▶ MATERIAL:
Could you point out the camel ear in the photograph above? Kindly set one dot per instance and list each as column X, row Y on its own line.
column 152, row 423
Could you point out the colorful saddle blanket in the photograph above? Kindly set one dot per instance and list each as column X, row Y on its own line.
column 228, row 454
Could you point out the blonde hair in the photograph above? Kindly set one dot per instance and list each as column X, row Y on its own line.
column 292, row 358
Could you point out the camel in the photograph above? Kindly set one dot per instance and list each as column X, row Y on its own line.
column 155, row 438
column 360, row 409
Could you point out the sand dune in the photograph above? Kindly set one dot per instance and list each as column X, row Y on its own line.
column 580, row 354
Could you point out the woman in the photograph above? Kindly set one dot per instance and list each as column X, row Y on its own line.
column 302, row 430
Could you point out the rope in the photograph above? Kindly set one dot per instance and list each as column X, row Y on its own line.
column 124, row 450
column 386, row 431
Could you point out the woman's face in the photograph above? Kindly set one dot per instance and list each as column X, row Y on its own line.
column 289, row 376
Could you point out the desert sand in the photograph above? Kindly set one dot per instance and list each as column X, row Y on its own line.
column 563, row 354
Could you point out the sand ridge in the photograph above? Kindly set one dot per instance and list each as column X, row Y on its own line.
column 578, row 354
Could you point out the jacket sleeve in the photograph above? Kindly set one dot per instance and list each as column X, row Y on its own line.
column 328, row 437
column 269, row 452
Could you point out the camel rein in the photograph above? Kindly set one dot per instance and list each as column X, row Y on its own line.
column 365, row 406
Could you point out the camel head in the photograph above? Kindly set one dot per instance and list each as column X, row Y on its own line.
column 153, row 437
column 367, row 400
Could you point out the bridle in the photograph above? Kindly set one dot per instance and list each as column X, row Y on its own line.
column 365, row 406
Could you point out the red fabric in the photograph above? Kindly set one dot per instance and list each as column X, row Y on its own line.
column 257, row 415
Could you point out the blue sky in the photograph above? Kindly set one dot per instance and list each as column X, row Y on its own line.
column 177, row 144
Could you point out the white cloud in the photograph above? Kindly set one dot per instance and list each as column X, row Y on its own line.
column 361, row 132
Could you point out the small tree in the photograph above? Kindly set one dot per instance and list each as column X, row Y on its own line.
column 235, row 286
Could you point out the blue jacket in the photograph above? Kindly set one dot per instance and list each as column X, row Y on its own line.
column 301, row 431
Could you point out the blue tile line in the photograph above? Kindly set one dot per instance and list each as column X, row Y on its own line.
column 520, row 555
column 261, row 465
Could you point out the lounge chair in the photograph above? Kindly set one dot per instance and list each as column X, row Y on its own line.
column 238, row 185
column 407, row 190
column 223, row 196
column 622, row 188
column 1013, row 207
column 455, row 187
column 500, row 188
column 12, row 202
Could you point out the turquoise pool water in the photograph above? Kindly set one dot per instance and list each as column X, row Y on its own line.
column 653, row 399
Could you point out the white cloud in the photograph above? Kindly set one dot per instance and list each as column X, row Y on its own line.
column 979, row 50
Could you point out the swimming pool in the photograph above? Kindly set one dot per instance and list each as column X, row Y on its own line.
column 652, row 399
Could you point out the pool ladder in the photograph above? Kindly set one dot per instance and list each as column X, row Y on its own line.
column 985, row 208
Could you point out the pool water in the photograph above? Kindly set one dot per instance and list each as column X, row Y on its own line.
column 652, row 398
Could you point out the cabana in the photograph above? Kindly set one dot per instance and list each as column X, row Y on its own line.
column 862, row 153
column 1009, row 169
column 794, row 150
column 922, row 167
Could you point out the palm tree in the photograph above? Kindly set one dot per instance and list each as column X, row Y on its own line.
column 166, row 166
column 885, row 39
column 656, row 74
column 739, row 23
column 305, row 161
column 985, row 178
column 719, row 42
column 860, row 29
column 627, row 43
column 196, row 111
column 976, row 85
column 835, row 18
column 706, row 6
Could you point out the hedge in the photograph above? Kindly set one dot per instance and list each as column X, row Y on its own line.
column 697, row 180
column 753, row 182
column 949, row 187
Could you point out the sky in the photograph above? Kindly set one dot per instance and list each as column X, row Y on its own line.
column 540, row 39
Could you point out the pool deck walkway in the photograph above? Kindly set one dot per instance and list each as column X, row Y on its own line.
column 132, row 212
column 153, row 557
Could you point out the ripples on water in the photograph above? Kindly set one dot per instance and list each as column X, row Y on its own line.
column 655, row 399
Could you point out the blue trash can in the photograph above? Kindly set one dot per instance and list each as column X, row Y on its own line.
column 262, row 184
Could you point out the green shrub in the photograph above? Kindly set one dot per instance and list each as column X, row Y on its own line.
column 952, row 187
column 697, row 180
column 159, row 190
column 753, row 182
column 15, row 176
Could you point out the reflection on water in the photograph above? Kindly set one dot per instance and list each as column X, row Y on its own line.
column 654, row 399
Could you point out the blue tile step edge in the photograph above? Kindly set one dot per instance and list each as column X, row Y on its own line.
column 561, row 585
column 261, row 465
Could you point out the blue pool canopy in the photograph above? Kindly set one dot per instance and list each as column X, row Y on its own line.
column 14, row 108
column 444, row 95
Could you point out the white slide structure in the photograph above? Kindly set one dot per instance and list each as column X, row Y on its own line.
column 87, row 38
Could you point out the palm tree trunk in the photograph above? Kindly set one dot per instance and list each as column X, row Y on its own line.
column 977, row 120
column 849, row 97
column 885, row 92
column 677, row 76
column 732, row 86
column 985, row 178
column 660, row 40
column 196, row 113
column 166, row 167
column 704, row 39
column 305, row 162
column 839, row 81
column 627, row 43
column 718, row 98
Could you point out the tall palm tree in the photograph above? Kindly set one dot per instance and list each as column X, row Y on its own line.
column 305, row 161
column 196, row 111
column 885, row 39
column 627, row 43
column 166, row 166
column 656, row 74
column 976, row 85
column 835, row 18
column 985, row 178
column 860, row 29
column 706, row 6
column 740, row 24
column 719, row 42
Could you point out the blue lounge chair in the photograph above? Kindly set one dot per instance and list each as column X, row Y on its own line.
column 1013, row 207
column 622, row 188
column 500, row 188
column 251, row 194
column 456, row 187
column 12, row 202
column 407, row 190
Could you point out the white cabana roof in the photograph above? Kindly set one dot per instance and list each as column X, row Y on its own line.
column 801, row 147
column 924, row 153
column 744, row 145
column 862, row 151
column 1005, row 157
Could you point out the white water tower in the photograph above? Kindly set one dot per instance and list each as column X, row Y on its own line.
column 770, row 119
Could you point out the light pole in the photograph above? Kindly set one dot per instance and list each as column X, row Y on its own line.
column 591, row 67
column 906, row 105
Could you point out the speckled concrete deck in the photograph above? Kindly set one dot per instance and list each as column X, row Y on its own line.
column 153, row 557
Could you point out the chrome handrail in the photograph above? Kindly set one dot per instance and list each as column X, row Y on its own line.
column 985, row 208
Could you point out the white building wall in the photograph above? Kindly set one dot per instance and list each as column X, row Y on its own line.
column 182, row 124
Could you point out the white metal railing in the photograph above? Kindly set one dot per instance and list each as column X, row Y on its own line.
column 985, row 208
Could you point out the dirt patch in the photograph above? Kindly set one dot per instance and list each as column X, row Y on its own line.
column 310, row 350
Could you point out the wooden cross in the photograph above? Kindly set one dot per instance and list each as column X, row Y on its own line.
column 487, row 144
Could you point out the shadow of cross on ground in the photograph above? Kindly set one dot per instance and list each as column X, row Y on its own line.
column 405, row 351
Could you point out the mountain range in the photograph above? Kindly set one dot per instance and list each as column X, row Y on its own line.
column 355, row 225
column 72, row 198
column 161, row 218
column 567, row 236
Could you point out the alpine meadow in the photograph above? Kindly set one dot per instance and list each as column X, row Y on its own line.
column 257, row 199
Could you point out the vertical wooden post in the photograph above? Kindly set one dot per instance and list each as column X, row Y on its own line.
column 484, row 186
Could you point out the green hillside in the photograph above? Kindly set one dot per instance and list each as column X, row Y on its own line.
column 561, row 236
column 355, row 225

▶ YOUR GOAL: Please rewrite the lines that open with the one containing "Could you point out the camel rein" and close with the one containing "column 235, row 286", changing "photograph" to "image" and leaving everything else as it is. Give back only those lines.

▶ SOLUTION TO THE PROBLEM:
Could you point out the camel rein in the image above? Kindly set one dot per instance and list each as column X, row Y on its own line.
column 365, row 406
Could you point out the camel head in the image above? Kindly set one dot per instance and list each as column X, row Y on its own line.
column 153, row 437
column 367, row 400
Could you point out the bridle in the image above? Kindly set one dot per instance and list each as column X, row Y on its own line.
column 365, row 406
Could you point out the red fabric in the image above? Kindly set one dot per instance and list each as column X, row Y on its own line.
column 257, row 415
Could you point out the blue sky in the image above? Kindly set one dot per instance and list each as column X, row Y on its own line.
column 177, row 144
Could you point out the white cloud in the image above? Kindly set one dot per instance and list each as column X, row Y on its own line.
column 361, row 132
Could you point out the small tree in the image above? Kindly set one dot per instance and list each as column X, row Y on its own line.
column 235, row 286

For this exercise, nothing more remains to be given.